═════ Recorded information ═════

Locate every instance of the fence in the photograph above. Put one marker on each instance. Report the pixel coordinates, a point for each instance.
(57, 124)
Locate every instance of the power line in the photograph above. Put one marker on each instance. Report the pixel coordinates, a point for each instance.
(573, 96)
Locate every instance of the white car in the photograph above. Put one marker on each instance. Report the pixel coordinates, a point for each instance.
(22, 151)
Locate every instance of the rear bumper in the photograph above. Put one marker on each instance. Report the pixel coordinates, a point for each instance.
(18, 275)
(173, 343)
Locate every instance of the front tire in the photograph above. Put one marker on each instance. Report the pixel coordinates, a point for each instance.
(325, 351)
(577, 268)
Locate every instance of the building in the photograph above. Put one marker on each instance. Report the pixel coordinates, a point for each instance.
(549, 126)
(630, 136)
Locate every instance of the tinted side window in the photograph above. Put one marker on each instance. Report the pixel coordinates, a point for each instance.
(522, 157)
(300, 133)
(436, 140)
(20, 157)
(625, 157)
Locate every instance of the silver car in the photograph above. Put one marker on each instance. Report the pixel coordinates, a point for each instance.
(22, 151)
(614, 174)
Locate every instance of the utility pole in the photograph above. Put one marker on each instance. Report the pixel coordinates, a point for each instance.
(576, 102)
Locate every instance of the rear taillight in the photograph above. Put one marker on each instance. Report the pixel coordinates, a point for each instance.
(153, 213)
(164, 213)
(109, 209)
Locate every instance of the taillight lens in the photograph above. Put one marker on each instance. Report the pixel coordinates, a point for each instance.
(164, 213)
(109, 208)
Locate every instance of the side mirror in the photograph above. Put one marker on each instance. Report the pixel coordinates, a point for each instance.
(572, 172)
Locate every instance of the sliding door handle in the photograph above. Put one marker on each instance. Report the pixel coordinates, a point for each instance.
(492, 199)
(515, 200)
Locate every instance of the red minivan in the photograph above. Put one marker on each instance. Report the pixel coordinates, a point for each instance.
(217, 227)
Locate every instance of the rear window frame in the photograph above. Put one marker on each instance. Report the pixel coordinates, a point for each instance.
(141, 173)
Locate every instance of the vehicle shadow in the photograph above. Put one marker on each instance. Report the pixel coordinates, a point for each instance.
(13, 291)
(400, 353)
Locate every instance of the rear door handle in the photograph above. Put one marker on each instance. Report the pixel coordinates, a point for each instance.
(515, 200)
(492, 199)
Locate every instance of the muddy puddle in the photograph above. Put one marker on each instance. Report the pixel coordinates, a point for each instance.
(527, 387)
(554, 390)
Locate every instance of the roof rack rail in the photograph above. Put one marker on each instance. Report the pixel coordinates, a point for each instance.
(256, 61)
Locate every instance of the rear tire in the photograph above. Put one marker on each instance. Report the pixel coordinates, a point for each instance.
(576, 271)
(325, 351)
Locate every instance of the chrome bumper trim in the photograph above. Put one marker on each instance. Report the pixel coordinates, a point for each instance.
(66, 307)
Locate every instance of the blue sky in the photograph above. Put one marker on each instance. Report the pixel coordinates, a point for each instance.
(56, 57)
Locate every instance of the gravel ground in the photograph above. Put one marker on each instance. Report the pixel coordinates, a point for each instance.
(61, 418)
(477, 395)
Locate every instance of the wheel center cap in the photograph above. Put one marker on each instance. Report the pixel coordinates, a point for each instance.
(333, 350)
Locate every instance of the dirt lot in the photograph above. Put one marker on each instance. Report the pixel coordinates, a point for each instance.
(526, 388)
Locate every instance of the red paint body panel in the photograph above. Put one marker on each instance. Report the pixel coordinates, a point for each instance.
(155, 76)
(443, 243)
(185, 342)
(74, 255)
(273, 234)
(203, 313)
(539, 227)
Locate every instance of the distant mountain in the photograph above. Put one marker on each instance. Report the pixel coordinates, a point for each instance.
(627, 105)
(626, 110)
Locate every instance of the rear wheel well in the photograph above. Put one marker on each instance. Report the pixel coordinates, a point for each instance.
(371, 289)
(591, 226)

═════
═════ Recorded information ═════

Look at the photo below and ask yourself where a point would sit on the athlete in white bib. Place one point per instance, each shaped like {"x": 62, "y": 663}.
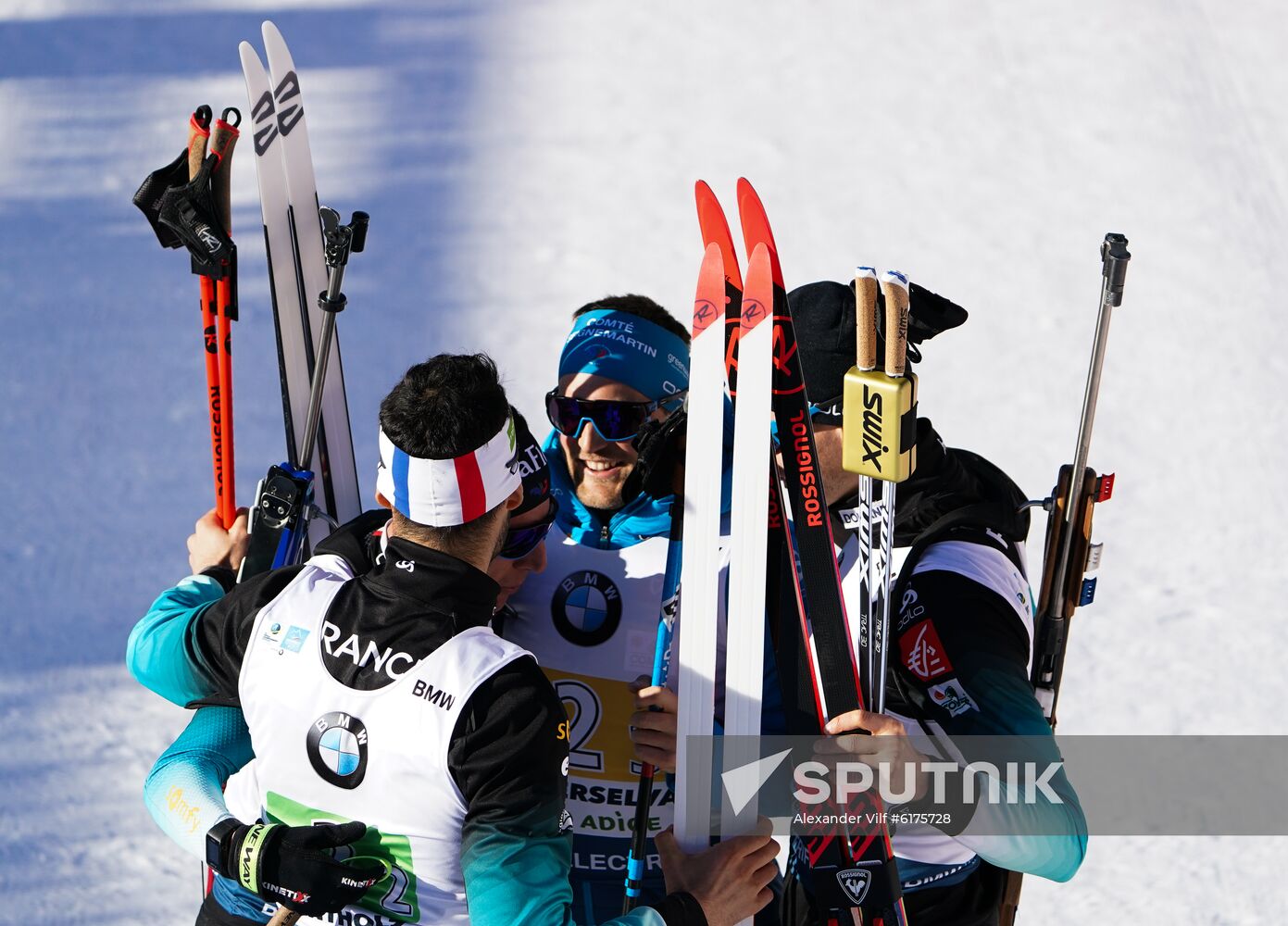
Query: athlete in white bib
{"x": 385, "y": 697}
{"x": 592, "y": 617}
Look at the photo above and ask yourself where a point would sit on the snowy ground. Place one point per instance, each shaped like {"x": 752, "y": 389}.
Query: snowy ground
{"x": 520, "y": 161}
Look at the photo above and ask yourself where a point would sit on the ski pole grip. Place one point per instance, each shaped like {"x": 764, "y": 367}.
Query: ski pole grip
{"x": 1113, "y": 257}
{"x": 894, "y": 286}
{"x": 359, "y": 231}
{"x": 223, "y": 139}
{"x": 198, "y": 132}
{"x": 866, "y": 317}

═════
═════ Recorded information ═════

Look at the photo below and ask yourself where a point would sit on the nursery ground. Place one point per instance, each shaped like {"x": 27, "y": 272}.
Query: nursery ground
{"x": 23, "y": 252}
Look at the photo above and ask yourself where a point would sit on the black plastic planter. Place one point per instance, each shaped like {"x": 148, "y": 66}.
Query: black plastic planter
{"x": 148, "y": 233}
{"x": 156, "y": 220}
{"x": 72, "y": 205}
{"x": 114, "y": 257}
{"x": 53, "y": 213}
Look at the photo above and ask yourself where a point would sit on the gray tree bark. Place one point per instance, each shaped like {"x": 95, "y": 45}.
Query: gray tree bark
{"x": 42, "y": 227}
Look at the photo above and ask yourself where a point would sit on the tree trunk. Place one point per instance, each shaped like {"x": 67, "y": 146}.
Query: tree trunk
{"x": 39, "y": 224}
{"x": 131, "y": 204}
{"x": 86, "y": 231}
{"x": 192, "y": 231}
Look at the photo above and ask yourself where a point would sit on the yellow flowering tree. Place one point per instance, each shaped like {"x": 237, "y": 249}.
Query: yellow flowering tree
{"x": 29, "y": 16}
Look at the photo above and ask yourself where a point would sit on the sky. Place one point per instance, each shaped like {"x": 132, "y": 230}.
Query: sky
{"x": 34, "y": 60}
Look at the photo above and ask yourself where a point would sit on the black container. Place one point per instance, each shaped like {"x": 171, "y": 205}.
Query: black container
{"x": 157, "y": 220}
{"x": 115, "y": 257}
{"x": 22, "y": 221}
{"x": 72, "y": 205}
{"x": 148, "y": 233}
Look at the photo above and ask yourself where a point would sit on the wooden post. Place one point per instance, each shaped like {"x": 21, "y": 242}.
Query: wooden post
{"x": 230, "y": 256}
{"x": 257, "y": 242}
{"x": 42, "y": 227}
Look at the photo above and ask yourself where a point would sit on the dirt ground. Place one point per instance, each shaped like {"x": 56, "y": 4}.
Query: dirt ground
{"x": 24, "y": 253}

═════

** Directions **
Please determine how many lines of the listing above include the word "below" and state only that number.

** Task result **
2